◆ Aim of the exercise ◆
Could you retype all of the records below word for word, leaving out the pictures?
************
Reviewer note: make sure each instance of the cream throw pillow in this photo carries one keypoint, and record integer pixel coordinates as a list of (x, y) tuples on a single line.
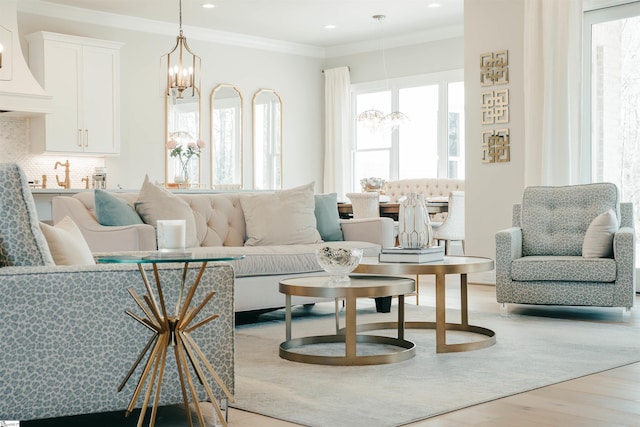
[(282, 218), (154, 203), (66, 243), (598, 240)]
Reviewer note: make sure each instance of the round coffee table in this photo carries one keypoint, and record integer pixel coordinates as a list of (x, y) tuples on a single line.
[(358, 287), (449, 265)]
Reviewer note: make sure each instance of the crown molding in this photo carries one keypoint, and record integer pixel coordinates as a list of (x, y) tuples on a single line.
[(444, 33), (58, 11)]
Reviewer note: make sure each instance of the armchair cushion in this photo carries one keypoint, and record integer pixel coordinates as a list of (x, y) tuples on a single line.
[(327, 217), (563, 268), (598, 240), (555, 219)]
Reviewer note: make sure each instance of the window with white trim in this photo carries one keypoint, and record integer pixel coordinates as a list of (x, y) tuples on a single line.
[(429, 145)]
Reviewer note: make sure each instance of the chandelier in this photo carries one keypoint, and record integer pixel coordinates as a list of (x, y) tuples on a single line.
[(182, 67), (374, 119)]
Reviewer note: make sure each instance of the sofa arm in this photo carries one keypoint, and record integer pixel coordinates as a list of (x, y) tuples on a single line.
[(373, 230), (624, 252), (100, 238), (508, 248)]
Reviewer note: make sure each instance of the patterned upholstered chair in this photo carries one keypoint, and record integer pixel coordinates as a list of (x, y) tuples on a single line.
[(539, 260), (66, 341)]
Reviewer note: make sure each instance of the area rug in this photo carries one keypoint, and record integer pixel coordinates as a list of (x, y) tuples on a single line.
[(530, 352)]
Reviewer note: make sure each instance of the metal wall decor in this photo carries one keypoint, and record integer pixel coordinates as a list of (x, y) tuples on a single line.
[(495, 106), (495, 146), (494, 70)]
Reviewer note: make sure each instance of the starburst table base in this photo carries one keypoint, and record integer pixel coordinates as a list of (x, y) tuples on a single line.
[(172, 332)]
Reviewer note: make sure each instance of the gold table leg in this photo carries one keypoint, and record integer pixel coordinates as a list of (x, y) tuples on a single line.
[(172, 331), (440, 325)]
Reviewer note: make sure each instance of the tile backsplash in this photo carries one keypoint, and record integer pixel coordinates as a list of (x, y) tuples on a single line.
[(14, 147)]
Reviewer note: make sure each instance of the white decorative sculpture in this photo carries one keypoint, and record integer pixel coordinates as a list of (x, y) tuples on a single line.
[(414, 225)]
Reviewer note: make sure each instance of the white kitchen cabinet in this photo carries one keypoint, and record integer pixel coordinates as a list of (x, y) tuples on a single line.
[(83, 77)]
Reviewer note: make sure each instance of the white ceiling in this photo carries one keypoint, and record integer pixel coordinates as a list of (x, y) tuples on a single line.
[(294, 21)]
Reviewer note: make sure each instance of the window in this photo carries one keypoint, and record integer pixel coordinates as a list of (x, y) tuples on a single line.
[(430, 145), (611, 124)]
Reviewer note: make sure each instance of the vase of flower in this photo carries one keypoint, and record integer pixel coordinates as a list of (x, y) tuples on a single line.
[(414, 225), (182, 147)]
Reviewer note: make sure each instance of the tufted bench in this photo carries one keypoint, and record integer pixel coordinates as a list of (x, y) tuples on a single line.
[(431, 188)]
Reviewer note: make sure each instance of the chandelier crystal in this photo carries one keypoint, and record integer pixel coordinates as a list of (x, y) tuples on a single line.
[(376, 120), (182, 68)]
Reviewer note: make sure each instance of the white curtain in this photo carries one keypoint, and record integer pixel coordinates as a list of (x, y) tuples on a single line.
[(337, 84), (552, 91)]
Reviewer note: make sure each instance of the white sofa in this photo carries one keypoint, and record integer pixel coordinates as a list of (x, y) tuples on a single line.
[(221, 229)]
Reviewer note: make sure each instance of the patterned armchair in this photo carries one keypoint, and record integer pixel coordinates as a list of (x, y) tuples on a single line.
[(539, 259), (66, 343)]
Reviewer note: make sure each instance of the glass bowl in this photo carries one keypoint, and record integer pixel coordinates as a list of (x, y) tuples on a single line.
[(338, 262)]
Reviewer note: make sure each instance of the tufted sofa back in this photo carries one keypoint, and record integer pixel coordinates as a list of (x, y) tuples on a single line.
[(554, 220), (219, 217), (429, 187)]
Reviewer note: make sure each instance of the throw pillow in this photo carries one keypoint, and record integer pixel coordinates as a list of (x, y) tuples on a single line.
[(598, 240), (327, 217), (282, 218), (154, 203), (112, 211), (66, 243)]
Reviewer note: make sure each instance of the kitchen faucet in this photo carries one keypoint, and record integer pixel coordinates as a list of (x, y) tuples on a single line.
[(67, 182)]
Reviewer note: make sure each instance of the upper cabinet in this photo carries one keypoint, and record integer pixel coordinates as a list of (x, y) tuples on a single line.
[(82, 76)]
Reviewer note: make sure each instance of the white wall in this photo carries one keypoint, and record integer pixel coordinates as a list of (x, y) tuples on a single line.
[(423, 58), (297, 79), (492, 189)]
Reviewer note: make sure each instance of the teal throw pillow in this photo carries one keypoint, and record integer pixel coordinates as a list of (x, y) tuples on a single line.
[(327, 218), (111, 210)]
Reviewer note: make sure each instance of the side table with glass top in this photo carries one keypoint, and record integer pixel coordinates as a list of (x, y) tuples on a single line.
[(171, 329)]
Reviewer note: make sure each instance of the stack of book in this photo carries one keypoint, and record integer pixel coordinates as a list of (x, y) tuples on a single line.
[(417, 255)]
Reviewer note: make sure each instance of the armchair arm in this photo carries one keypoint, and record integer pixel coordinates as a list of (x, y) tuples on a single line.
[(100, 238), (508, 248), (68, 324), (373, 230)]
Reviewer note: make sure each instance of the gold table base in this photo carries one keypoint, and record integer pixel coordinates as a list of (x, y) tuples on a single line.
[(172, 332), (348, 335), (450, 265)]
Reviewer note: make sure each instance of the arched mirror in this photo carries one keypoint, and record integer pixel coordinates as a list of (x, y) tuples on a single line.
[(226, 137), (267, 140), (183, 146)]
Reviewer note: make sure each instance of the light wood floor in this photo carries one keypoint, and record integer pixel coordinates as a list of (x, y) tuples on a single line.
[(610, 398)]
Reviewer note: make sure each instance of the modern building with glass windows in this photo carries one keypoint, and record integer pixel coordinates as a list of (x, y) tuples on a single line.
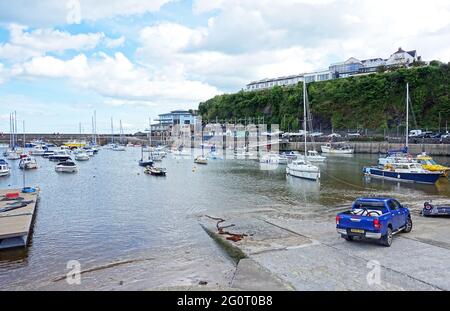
************
◆ Answer for this exercise ◆
Reviewer note: make sure each instance of the cream throw pillow in this photo carries one keypoint, and record integer pixel coordinates as a list of (x, y) tuples on a single line.
[(282, 218), (154, 203), (66, 243), (598, 240)]
Reviewer note: make sure each instance of the round coffee table in this photo carries one keypoint, and record integer pixel coordinates as a list of (x, y) tuples on a single line.
[(358, 287), (449, 265)]
Reviewer note: make sure each instance of the crown molding in this photo carries one keypoint, and record integer pixel coordinates as a list of (x, y) tuples on a single line.
[(444, 33), (58, 11)]
Reviewer note: make sure each instance of the armchair cushion in this photo carries one keypoint, and record integer pixel coordinates as a list of (x, y) tuples on a single line.
[(327, 217), (563, 268), (598, 240), (555, 219)]
Reviewer note: make sure each instance of the window with white trim in this photo carries one keypoint, and record integer pixel coordinates as a list of (x, y) tuples on a single line.
[(429, 145)]
Reviewer note: make sure each instance of the chandelier in this photo carries one keypoint, and record integer pixel coordinates as a list of (x, y) tuples on a single line.
[(182, 67), (374, 119)]
Reviewer note: make sure each instance of the sofa arm in this photo carries one keypoint, and record integer pixel coordinates as a list of (x, y) tuples on a single line.
[(373, 230), (624, 252), (100, 238), (508, 248)]
Reviewer note: make sure each instance of the patterned upholstered chair in this photo carries one keypoint, and record integer pixel coordinates as a list of (x, y) tuples on a single line.
[(539, 260), (66, 341)]
Reviewer note: make sure each instance of the area rug in this photo carries one keypoint, and record integer pixel coordinates as a list of (x, y) tuples on a single line.
[(530, 352)]
Reviewer note: make sure each instance of the metal wall decor in this photo carries one keypoint, and record integer pixel coordinates as a list of (x, y) tuples on a single line.
[(495, 106), (495, 146), (494, 70)]
Reviewer note: make sure each instance of the starburst table base in this photo carries one keypoint, and record integer pixel coordinates as a list of (x, y) tuples on a single line.
[(172, 332)]
Reviewer note: make sure each instance of the gold table leg in this photo carries one keypoint, and record integer pixel coordinates as a list of (x, y) tuples on a single line.
[(172, 331), (440, 325)]
Reviewer note: make sure each instance of the tile backsplash in this photo carries one keypoint, and record integer pixel coordinates as a list of (x, y) tuples on a single line.
[(14, 147)]
Reviewer note: make sure each instance of the white decorative sculpture in this photo carries one keypoint, and record integer pixel coordinates as a list of (x, y) tuples on a single line.
[(414, 225)]
Reviewer note: make sure each instance of the white kitchen cabinet in this photo carries one keypoint, and record integer pixel coordinates as a list of (x, y) tuples on a single line.
[(83, 77)]
Reviewer note: make sure each instance of the white ceiling in this photo carries one keypoint, and record integer pixel coordinates as a list of (x, y) tuples on a single line.
[(294, 21)]
Reviewer note: make sure each instance of the window in this photo carries one keypoint, and record integer pixel coordinates as a list of (x, y) tuples on a single line.
[(430, 145), (611, 124)]
Reviewer note: make sure each instance of the vase of flower in this photo carries one keypoint, and record integer pixel coordinates as a list of (x, y) tuples on a single line.
[(414, 225), (182, 147)]
Reviewer note: make sure each instance of the tufted bench in this photo carries one keypoint, and record integer pixel coordinates as a list of (x, y) tuples on a single line.
[(431, 188)]
Reviewer note: make sure each instance of the chandelier crystal in this photo carries one keypoint, and record integer pixel coordinates as a list of (x, y) tuples on a single line.
[(376, 120), (182, 68)]
Reviewer note: make sure each instance of the white curtain in this photo carries one keypoint, and record integer pixel coordinates as a list of (x, y) tuples on a single line.
[(337, 84), (552, 91)]
Reviewer note: make sure each instance of the white sofa in this photo carries one keypoint, and record integer pixel coordinates as a list of (x, y) tuples on a single line.
[(221, 229)]
Reviewer note: make sure each instance of the patterned armchair in this photo carries one keypoint, and record integer pixel coordinates as a list of (x, y) tuples on a single line.
[(539, 259), (66, 343)]
Reviewer note: make sure each instance of the glass bowl in this photo carries one keypoint, and record integer pixel coordinates as a list of (x, y) tuples on a single line.
[(338, 262)]
Reviewer note: make sure each instance of the tufted sofa back in this photo carries one keypoint, and record integer pixel coordinates as a list of (x, y) tuples on a single line.
[(554, 220), (219, 217), (429, 187)]
Reviewer note: make sure each instance of the throw pillow in this photo carries one keypoint, and record integer pixel coordinates as a list of (x, y) tuples on a single line.
[(598, 240), (327, 217), (282, 218), (154, 203), (112, 211), (66, 243)]
Reviewer note: make sure each instance of the kitchen faucet in this photo carries one keypoint, and record integer pixel coordinates as a list of (x, y) tuples on a single line.
[(67, 182)]
Reviewer note: make sure each instance of the upper cabinet in this photo carries one keypoint, and record integer pixel coordinates as a list of (x, y) tuples on a single line.
[(82, 76)]
Reviewer note: make sure each instance of the white wall in this photo carries one keypoint, and record integer pixel coordinates as a list of (x, y) tuples on a single line.
[(423, 58), (297, 79), (492, 189)]
Reviewer note: make sure each instance of the teal throw pillow in this photo carries one keypoint, and record integer pixel coordinates as a list of (x, y) tuples on a single line.
[(327, 218), (111, 210)]
Reviewer note: make sure each instance of the side table with glass top in this photo carries one keypoint, and record integer pixel coordinates as a list of (x, y) tuples on a single line.
[(171, 329)]
Reviewer note: make sure each instance of the stack of book in this photo carries one keypoint, and record integer pixel coordinates as a list of (x, y) tuples on a single line.
[(417, 255)]
Reviewer note: make sure each instance of the armchair arm in this photo carries one keypoint, and record integer pixel coordinates as a list of (x, y) tuples on a single line.
[(100, 238), (508, 248), (68, 324), (373, 230)]
Reviewer note: make sure each instance of the gold table base in this photo carries one keypoint, and record integer pixel coordinates as a list of (x, y) tuples on a single line.
[(172, 332), (348, 335), (450, 265)]
Reviewer note: make sure each instance of the arched mirror in this photo carries one keypoint, and record integer pixel coordinates as a list of (x, y) tuples on a single line.
[(226, 137), (267, 140), (183, 146)]
Reviewer note: make sure each instance of the light wood floor in this photo carries one keypoint, and record integer pixel coordinates as a list of (x, y) tuples on a single line.
[(610, 398)]
Reviewer note: make sure each instance of the modern building with glass windows in this photo carries one keypoint, and record integer pixel coordinates as a list of (x, y) tuples on a single line.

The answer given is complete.